- _Document passage_:

Stepping into the gift economy as ‘the’ strategy for change

Excerpted from an interview of Charles Eistenstein conducted by Transition Culture:

“When you create something then you have to step aside, because something other than yourself becomes paramount, it’s this thing you want to create. When you let go of that ego self then real connection is possible. Like if you’ve been in a band or in a sports team, you feel a more authentic bond…at least that’s what I experienced when I was on the track team in college, even if I didn’t like some of the guys, there’s still a real bond, because we were dedicated to something greater than ourselves together.

At the moment in, for example Italy or Spain, where the economy is going down the tubes very quickly, there’s youth unemployment of 50%, lots of young people just shell-shocked by the whole thing really, wondering what do we create out of this? What would your advice be to someone who’s 20 and living in Spain and just finished college, wondering where on earth they go from here?

My advice would be to take the opportunity to step into the gift. In the old paradigm , employment was about how to make a living, and in the new paradigm employment is about giving of your gifts. When the old paradigm was still working and you could still find a job, it was more difficult to step out of it, you were getting this reward. But today even if you do your best to live in the old paradigm, you still won’t get a job. So you might as well re-orient towards ‘what am I here to give?’ and that’s really something, even if you have a job, everybody wants to do something magnificent with their lives.

- _Collected material_:
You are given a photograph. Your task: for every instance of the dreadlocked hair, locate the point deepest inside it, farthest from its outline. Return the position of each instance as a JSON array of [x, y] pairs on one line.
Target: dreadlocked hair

- _List of tasks_:
A. Repeat the stretch of the gift economy interview from "My advice would" through "with their lives.".
B. In the gift economy interview, what team was the speaker on in college?
C. Carry the gift economy interview forward, starting after its last sentence.
The listing has no connection to the gift economy interview.

- _Task-by-task outputs_:
A.
My advice would be to take the opportunity to step into the gift. In the old paradigm , employment was about how to make a living, and in the new paradigm employment is about giving of your gifts. When the old paradigm was still working and you could still find a job, it was more difficult to step out of it, you were getting this reward. But today even if you do your best to live in the old paradigm, you still won’t get a job. So you might as well re-orient towards ‘what am I here to give?’ and that’s really something, even if you have a job, everybody wants to do something magnificent with their lives.

B. The track team.

C.
People who have a job have that feeling, well I wasn’t put on earth to do this, I wasn’t put on earth to sweep floors or wash dishes, or shift bits around. That’s not saying that those things are bad, but if it’s your career, day in day out, doing something that doesn’t make your heart sing, then everyone I’ve ever met is going to think, well, I was made for something else. In gift culture, the gift you want to give comes first.

As Lewis Hine puts it, you give out and create an emptiness that draws gifts to you and so they come after. You don’t necessarily know how they’ll come back to you, but your focus is on giving. I think that actually the unemployment is giving us a little nudge to do that, and say ‘well, ok, it’s not working anyway so I might as well focus on what I can give, I want to be useful at least’.

I don’t think that unemployment is really going to go away. In a certain sense, Marx talked about this, classical economists talked about this, that technology makes us more and more productive. In theory, we should be working less and less. Futurists were predicting that in 1800, ‘the machine can do the work of a thousand men, therefore, very soon, we will have to work a thousandth as hard’. But instead, we chose to consume a thousand times more and work just as hard.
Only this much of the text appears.